* Instructions to follow: Would you tally how many lines in the records include the word "wooden"? Reply with the number only.

[Region pointing data]
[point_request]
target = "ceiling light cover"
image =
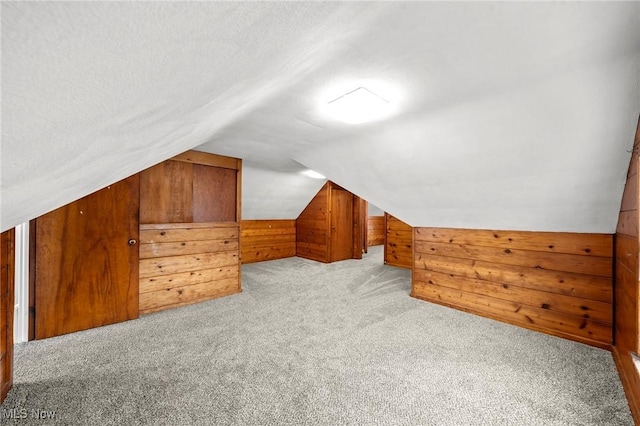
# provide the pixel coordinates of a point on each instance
(359, 106)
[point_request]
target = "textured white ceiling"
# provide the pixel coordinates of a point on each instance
(510, 115)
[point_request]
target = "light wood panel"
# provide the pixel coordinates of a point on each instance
(398, 249)
(86, 262)
(375, 230)
(267, 240)
(182, 264)
(194, 187)
(627, 287)
(7, 268)
(557, 283)
(313, 228)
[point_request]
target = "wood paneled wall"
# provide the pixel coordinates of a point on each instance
(7, 268)
(375, 230)
(262, 240)
(556, 283)
(194, 187)
(627, 312)
(181, 264)
(313, 228)
(189, 230)
(398, 248)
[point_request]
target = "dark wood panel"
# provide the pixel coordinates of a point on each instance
(590, 265)
(590, 309)
(7, 268)
(566, 283)
(163, 282)
(267, 240)
(341, 243)
(312, 228)
(187, 247)
(167, 233)
(187, 295)
(375, 230)
(398, 250)
(563, 290)
(628, 223)
(166, 193)
(579, 244)
(194, 269)
(86, 271)
(214, 194)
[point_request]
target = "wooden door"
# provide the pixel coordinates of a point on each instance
(87, 262)
(341, 218)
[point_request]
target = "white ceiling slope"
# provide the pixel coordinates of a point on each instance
(510, 115)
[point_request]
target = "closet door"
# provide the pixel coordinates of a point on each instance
(86, 262)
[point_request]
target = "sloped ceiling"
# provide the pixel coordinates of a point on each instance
(509, 115)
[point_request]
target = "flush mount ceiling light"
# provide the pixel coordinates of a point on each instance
(359, 106)
(313, 174)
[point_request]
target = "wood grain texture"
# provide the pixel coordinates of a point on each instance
(557, 283)
(342, 221)
(187, 263)
(191, 188)
(86, 270)
(207, 159)
(267, 240)
(375, 230)
(313, 228)
(398, 249)
(7, 268)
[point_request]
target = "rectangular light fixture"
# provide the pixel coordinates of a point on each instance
(359, 106)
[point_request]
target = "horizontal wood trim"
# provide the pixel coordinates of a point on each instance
(208, 159)
(590, 265)
(164, 282)
(259, 224)
(179, 235)
(587, 287)
(264, 240)
(627, 251)
(551, 242)
(147, 226)
(518, 313)
(181, 296)
(589, 309)
(191, 262)
(152, 250)
(399, 243)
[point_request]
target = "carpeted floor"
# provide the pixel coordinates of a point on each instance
(314, 344)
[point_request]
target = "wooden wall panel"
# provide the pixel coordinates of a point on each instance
(208, 266)
(7, 268)
(214, 194)
(627, 291)
(398, 249)
(312, 228)
(557, 283)
(375, 230)
(267, 240)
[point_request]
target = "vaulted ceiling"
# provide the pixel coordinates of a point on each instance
(508, 115)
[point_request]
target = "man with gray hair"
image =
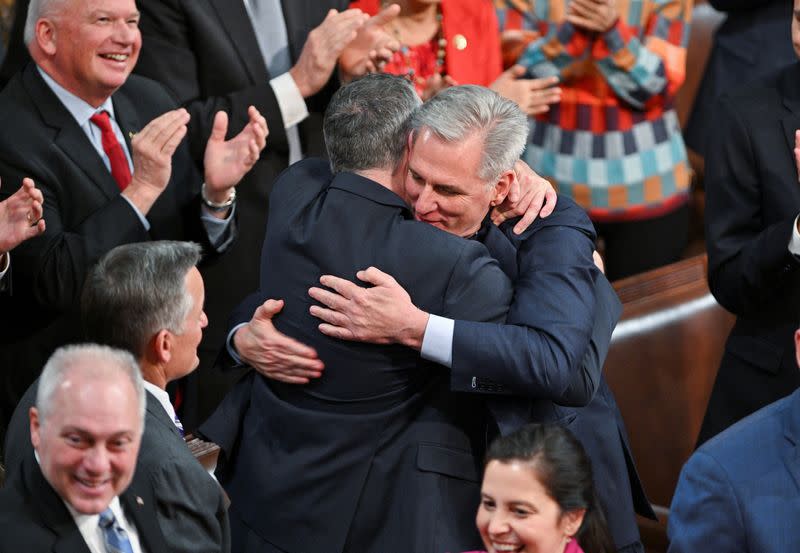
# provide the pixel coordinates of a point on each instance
(377, 408)
(147, 298)
(76, 493)
(106, 150)
(463, 142)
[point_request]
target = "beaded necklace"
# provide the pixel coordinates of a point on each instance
(407, 58)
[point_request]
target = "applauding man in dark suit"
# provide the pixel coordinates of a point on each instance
(106, 151)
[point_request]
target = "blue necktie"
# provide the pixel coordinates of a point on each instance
(179, 426)
(115, 537)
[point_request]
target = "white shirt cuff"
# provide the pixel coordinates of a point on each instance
(437, 343)
(290, 101)
(142, 218)
(220, 231)
(229, 345)
(794, 243)
(5, 263)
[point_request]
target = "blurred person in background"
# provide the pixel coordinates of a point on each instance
(613, 143)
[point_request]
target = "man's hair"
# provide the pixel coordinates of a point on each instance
(135, 291)
(366, 123)
(90, 359)
(457, 112)
(36, 10)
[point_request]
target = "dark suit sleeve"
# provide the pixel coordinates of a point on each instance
(542, 345)
(478, 289)
(169, 56)
(59, 259)
(705, 510)
(734, 5)
(749, 264)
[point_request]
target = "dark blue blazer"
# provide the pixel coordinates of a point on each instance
(560, 301)
(752, 200)
(378, 445)
(740, 492)
(754, 40)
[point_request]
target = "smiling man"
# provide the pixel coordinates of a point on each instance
(73, 495)
(106, 149)
(159, 282)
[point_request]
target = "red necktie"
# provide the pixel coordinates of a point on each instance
(113, 149)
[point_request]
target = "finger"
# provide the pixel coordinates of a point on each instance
(517, 71)
(797, 162)
(550, 199)
(543, 83)
(281, 377)
(329, 316)
(343, 286)
(160, 124)
(36, 211)
(531, 212)
(327, 298)
(268, 309)
(375, 276)
(336, 332)
(220, 127)
(174, 140)
(581, 22)
(386, 15)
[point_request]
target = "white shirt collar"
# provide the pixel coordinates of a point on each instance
(78, 108)
(163, 398)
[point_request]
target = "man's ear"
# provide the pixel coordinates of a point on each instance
(36, 426)
(45, 36)
(503, 185)
(162, 346)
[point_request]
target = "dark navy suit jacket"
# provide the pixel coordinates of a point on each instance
(740, 492)
(377, 454)
(752, 200)
(549, 362)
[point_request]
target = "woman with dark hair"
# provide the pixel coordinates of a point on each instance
(538, 495)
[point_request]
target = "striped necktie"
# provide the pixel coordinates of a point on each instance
(115, 538)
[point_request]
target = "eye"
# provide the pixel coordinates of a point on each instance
(119, 444)
(75, 440)
(521, 512)
(445, 191)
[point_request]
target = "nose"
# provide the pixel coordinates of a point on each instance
(498, 524)
(125, 32)
(96, 460)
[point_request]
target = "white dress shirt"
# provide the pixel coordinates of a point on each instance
(82, 112)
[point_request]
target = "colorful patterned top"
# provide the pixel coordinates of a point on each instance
(614, 143)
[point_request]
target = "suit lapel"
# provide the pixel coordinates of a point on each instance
(792, 436)
(127, 117)
(69, 139)
(789, 89)
(234, 17)
(139, 505)
(156, 411)
(55, 515)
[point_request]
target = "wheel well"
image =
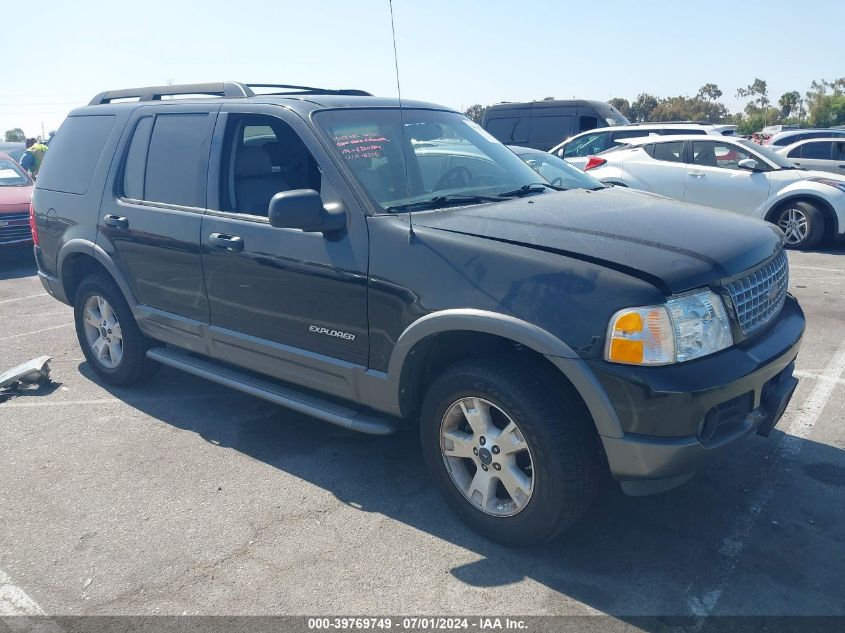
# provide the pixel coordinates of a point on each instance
(831, 223)
(434, 354)
(77, 267)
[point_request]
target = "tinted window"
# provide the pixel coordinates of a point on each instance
(263, 156)
(714, 154)
(509, 129)
(74, 151)
(136, 160)
(822, 150)
(177, 161)
(670, 152)
(588, 144)
(587, 123)
(550, 129)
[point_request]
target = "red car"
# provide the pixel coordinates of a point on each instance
(15, 194)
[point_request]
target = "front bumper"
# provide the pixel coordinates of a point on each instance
(675, 417)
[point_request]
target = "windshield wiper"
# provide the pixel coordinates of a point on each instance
(438, 202)
(533, 187)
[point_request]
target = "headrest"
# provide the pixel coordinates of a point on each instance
(252, 162)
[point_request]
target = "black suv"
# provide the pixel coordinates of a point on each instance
(366, 261)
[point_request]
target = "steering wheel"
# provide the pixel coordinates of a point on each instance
(454, 178)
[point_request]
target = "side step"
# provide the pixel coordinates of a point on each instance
(317, 407)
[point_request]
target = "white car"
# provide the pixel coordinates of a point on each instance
(576, 149)
(821, 154)
(732, 174)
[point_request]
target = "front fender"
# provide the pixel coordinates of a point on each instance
(531, 336)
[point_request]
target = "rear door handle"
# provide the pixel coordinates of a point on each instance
(224, 242)
(116, 221)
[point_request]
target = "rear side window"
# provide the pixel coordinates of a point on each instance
(177, 159)
(509, 129)
(550, 130)
(669, 152)
(818, 150)
(74, 152)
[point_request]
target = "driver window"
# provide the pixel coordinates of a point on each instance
(262, 156)
(712, 154)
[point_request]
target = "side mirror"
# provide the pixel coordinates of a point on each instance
(749, 164)
(303, 209)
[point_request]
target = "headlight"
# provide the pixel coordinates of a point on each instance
(686, 327)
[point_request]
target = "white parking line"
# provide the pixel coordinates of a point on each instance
(788, 448)
(40, 294)
(830, 270)
(14, 600)
(46, 329)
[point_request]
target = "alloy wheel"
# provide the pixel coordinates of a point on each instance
(103, 332)
(794, 224)
(487, 456)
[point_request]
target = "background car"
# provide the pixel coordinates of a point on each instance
(821, 154)
(556, 170)
(15, 195)
(541, 124)
(783, 139)
(576, 149)
(13, 150)
(734, 174)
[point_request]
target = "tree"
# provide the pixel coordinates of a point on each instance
(642, 107)
(709, 92)
(475, 112)
(15, 135)
(790, 103)
(622, 105)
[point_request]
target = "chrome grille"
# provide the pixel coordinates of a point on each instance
(758, 297)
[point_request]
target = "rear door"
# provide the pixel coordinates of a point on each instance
(839, 158)
(151, 212)
(713, 178)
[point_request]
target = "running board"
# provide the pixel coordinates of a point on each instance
(326, 410)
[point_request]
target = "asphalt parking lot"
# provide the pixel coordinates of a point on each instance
(185, 497)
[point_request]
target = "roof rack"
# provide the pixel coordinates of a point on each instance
(225, 89)
(686, 122)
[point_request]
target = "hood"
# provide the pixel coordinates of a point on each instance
(12, 198)
(674, 245)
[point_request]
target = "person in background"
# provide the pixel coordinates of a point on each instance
(32, 157)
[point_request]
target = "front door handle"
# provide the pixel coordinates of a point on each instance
(116, 221)
(225, 242)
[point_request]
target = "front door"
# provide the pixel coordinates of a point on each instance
(715, 179)
(282, 301)
(153, 204)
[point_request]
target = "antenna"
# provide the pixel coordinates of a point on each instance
(402, 123)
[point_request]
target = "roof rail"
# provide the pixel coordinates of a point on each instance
(686, 122)
(228, 89)
(309, 90)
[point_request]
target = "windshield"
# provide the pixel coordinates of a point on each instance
(558, 172)
(11, 175)
(436, 156)
(773, 157)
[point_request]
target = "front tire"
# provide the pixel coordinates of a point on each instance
(514, 453)
(802, 224)
(109, 337)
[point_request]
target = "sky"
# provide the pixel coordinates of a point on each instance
(455, 53)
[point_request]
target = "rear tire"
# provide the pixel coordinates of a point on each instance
(109, 336)
(802, 224)
(549, 459)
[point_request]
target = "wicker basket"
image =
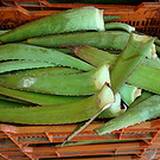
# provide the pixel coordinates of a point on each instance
(39, 142)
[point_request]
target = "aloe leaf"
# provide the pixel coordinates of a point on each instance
(10, 105)
(129, 93)
(157, 41)
(114, 110)
(67, 21)
(95, 56)
(119, 26)
(110, 18)
(37, 98)
(6, 98)
(116, 40)
(146, 110)
(27, 52)
(130, 59)
(61, 114)
(145, 77)
(15, 65)
(85, 124)
(3, 31)
(158, 50)
(77, 84)
(145, 95)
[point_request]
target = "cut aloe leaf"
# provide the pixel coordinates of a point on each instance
(158, 50)
(67, 21)
(16, 65)
(119, 26)
(146, 110)
(129, 93)
(145, 95)
(95, 56)
(72, 84)
(110, 18)
(131, 57)
(36, 98)
(157, 41)
(114, 110)
(67, 113)
(116, 40)
(6, 98)
(10, 105)
(145, 77)
(27, 52)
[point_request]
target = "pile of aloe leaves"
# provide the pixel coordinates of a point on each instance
(73, 67)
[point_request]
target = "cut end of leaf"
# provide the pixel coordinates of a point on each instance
(105, 97)
(102, 76)
(100, 20)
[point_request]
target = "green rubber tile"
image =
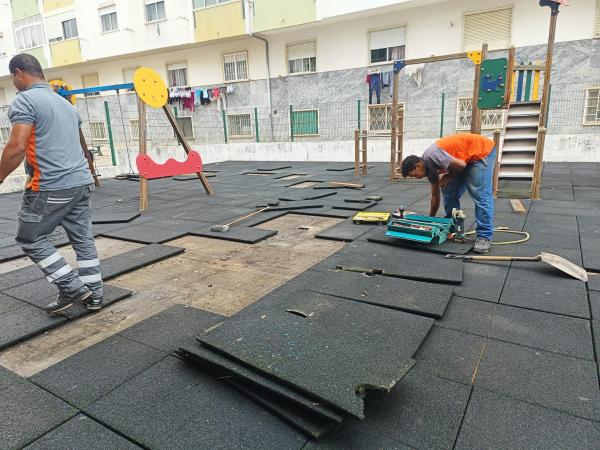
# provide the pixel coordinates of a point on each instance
(495, 421)
(90, 374)
(81, 432)
(549, 380)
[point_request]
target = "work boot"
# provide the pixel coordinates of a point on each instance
(482, 245)
(64, 301)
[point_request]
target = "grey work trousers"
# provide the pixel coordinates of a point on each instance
(40, 214)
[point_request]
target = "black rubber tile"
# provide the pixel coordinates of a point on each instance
(92, 373)
(546, 379)
(450, 354)
(171, 405)
(28, 412)
(545, 331)
(296, 339)
(81, 432)
(346, 231)
(236, 233)
(172, 328)
(496, 421)
(378, 235)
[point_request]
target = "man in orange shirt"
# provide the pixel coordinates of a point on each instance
(453, 165)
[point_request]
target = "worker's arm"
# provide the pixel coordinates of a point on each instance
(435, 198)
(14, 150)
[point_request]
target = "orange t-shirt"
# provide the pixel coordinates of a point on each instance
(467, 147)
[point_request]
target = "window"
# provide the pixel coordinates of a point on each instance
(235, 66)
(108, 19)
(305, 122)
(186, 126)
(380, 117)
(29, 33)
(240, 125)
(98, 131)
(90, 80)
(155, 11)
(177, 74)
(592, 107)
(387, 45)
(490, 27)
(302, 57)
(491, 119)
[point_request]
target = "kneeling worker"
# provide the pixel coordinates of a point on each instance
(455, 164)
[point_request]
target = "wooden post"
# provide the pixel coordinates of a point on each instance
(476, 116)
(186, 146)
(497, 163)
(142, 145)
(394, 130)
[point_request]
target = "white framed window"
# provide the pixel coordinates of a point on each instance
(29, 33)
(489, 27)
(591, 114)
(108, 19)
(155, 10)
(302, 57)
(235, 66)
(240, 125)
(380, 117)
(98, 131)
(387, 45)
(186, 125)
(491, 119)
(177, 74)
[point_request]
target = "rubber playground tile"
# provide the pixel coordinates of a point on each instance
(82, 432)
(90, 374)
(171, 405)
(346, 231)
(28, 412)
(545, 331)
(570, 301)
(296, 339)
(546, 379)
(236, 233)
(459, 248)
(491, 420)
(172, 328)
(449, 354)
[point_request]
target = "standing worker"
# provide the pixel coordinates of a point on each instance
(45, 132)
(455, 164)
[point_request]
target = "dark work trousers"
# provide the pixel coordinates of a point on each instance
(40, 214)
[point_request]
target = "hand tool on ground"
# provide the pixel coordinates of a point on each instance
(558, 262)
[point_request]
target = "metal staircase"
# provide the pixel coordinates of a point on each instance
(517, 158)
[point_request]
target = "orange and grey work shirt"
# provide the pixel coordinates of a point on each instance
(54, 158)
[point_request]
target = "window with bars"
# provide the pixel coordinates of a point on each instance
(305, 122)
(592, 107)
(491, 119)
(235, 66)
(240, 125)
(29, 33)
(380, 117)
(491, 27)
(387, 45)
(108, 19)
(98, 131)
(302, 57)
(155, 11)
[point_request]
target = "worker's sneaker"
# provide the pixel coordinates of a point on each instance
(482, 245)
(64, 301)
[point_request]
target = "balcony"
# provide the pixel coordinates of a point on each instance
(219, 22)
(65, 52)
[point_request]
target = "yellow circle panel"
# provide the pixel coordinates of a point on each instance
(150, 87)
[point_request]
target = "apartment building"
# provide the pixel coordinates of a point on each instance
(294, 60)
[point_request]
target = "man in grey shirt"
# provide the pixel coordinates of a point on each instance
(45, 133)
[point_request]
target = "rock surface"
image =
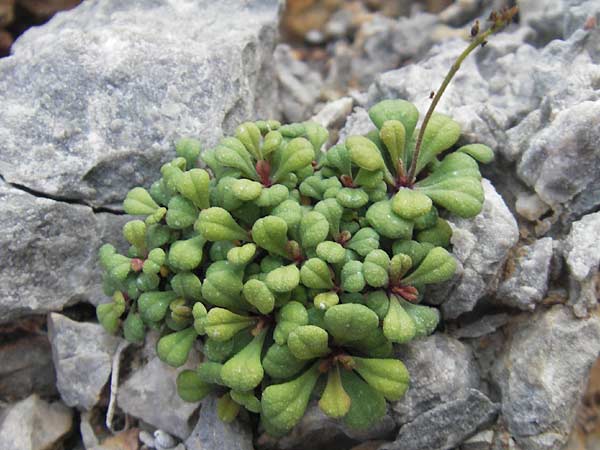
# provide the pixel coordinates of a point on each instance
(211, 433)
(150, 393)
(446, 425)
(481, 245)
(527, 282)
(442, 369)
(99, 94)
(542, 373)
(82, 355)
(582, 254)
(33, 424)
(49, 253)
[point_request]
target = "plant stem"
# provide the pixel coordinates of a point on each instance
(500, 21)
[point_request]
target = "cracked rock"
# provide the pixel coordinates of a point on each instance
(49, 251)
(442, 369)
(34, 424)
(542, 373)
(99, 94)
(82, 355)
(527, 282)
(582, 254)
(211, 433)
(481, 245)
(447, 425)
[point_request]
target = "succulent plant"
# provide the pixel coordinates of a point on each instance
(297, 269)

* Answer to this problem: 3